**Reading text**
That is the promise, as of old. In the midst of the violence of the Empire, of military interventions, sweeping the streets for those who do not comply with the Emperor’s demands, with crucifixions on the side of all roads that lead to Jerusalem, the Poet-Prophet Isaish declares God’s promises: “He shall judge between the nations, and shall arbitrate for many peoples;

they shall beat their swords into ploughshares, and their spears into pruning-hooks; nation shall not lift up sword against nation, neither shall they learn war anymore.” [Isaiah 2:1-5] As we wait for Christ’s return, we are to lean into any and all opportunities and actions which will lead to such  lasting and real peace, not the so-called Pax Romana, or Pax Americana`, but the Peace of the Lord which passes and is beyond all human understanding, but nevertheless, is more real than the machinations of an Empire based on greed and human consumption.

**Aim 1**
Locate and copy every row that contains the string "green", treating uppercase and lowercase as distinct.
The passage and the rows are separate, unrelated material.

**Data to process**
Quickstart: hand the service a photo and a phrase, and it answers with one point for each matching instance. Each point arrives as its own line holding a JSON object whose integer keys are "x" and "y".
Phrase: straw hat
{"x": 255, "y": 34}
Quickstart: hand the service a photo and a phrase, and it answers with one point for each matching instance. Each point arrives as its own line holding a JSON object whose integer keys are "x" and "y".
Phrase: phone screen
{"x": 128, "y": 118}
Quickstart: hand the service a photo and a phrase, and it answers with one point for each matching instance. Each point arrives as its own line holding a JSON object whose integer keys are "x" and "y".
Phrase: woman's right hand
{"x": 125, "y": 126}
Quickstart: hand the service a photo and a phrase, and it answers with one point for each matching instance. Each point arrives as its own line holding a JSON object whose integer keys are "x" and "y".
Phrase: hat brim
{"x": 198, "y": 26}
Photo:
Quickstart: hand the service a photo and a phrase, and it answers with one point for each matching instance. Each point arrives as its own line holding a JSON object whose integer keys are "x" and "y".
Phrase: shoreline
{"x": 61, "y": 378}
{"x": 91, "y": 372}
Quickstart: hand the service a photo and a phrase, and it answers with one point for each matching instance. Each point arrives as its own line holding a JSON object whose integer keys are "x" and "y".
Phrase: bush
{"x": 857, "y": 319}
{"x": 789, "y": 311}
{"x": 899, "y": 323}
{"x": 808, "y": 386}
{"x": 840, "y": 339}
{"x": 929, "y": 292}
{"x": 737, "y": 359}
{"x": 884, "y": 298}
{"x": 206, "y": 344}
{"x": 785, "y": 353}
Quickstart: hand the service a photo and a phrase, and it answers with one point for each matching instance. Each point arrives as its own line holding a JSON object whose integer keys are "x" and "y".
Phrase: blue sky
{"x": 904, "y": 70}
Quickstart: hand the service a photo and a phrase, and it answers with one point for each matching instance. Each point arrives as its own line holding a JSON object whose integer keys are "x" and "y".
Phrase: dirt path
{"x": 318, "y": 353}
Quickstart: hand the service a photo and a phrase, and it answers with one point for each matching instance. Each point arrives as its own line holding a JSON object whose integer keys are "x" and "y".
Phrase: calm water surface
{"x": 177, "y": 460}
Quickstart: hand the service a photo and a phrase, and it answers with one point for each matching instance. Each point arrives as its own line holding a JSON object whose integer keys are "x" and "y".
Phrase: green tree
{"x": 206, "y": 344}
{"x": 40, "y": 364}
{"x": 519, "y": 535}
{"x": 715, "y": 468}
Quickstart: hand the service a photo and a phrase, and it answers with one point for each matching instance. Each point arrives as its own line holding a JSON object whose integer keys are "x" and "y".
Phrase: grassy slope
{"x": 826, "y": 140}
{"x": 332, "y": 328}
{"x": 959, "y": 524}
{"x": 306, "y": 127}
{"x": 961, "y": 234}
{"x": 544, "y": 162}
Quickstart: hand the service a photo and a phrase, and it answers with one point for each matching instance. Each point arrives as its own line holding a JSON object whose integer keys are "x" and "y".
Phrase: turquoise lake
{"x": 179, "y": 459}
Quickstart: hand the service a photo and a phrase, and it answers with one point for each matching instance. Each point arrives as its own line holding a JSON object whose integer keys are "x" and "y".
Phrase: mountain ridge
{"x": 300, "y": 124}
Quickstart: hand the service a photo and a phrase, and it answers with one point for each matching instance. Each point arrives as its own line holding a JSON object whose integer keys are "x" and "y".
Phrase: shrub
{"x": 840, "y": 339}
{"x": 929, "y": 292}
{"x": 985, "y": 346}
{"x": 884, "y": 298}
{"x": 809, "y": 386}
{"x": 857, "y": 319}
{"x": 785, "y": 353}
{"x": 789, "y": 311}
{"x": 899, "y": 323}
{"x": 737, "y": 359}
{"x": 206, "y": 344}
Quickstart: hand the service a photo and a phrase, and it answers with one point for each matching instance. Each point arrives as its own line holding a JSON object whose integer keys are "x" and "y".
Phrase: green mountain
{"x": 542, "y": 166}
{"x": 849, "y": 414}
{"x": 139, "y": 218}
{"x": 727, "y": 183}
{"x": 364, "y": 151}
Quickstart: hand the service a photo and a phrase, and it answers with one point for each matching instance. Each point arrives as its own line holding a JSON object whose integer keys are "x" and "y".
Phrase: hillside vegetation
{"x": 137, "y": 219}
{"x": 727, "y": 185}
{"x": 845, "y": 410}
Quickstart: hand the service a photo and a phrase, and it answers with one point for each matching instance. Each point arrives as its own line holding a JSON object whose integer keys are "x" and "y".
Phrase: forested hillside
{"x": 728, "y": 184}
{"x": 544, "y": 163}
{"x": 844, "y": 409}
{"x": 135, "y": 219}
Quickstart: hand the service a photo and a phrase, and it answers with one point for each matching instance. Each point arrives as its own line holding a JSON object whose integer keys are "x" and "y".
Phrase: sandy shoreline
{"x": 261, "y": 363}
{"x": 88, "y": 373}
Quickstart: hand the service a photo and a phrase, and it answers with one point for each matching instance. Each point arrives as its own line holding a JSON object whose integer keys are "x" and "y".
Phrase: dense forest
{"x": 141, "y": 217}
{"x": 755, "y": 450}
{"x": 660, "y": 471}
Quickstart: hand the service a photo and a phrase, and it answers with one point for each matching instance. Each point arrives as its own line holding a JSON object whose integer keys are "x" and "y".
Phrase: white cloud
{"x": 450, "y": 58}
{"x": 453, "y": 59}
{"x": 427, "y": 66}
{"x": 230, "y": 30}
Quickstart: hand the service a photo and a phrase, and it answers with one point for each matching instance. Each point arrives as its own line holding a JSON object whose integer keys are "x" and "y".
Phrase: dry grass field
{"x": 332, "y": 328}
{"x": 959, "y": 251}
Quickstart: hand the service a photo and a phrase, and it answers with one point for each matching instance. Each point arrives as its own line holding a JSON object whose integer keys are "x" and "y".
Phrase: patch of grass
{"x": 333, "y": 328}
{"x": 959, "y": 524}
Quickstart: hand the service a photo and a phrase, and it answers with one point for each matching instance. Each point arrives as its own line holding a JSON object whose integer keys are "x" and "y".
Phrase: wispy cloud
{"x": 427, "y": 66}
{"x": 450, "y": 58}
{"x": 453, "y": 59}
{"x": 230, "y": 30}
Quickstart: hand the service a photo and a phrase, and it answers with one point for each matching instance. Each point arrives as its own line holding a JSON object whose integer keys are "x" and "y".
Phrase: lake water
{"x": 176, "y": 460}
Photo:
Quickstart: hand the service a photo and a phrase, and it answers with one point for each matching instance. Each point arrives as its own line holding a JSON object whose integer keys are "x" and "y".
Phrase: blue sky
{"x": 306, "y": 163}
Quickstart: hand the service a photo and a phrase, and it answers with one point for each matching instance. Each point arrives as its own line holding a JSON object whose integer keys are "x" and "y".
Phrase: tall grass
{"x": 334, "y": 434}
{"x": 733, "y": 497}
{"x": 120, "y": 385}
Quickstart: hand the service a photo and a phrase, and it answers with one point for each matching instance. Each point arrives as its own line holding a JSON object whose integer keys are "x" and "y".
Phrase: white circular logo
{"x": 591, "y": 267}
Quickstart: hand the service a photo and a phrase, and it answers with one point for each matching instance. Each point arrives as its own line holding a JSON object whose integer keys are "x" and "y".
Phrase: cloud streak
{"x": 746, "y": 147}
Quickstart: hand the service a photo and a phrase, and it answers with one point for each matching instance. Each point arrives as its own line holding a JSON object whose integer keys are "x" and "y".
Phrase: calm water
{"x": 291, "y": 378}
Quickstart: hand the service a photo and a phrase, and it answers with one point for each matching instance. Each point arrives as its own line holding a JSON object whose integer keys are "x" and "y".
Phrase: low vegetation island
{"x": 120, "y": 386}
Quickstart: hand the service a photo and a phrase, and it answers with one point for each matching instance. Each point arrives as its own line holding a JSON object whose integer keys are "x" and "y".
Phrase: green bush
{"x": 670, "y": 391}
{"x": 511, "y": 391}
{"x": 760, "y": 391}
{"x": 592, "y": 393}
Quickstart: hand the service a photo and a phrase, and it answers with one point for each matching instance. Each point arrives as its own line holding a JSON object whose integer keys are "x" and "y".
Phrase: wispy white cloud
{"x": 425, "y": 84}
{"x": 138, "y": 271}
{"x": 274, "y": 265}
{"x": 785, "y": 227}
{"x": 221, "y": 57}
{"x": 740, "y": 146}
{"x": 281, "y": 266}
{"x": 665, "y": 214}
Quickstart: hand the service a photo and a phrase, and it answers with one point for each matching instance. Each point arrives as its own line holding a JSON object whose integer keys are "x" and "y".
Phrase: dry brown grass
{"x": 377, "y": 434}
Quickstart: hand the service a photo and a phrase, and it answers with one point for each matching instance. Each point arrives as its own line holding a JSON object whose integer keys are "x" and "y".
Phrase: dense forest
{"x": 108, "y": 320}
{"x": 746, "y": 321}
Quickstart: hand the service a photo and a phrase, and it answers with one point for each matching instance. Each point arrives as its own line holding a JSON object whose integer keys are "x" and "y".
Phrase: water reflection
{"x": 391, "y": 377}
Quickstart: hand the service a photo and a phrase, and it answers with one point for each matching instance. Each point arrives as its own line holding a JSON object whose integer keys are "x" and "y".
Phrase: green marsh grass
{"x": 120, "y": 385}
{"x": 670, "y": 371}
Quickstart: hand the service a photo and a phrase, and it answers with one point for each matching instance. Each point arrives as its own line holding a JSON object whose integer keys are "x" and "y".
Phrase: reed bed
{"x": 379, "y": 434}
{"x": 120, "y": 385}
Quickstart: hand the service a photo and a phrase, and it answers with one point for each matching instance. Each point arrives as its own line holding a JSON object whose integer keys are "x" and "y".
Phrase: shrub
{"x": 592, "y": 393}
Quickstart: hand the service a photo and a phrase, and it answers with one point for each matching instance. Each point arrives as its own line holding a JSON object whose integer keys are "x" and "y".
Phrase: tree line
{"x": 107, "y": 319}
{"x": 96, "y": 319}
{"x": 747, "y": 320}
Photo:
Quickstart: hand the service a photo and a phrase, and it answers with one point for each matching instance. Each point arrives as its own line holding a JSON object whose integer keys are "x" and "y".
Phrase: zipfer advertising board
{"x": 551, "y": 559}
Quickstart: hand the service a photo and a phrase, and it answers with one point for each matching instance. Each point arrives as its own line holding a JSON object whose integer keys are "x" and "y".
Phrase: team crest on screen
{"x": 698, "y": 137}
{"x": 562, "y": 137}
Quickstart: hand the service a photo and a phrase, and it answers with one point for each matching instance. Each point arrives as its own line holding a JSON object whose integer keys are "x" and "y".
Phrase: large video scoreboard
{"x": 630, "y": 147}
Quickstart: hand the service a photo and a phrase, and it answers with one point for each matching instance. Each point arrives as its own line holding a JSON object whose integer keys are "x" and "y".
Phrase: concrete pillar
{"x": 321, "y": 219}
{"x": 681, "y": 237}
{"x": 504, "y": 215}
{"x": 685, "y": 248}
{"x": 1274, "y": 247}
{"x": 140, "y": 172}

**Aim 2**
Answer these questions from the passage:
(a) According to the passage, what lines the side of all roads that lead to Jerusalem?
(b) Into what shall spears be beaten?
(c) On what is the Empire said to be based?

**Exercise output 1**
Phrase: green tree
Phrase: green mountain
Phrase: green bush
Phrase: green marsh grass

**Exercise output 2**
(a) Crucifixions.
(b) Pruning-hooks.
(c) Greed and human consumption.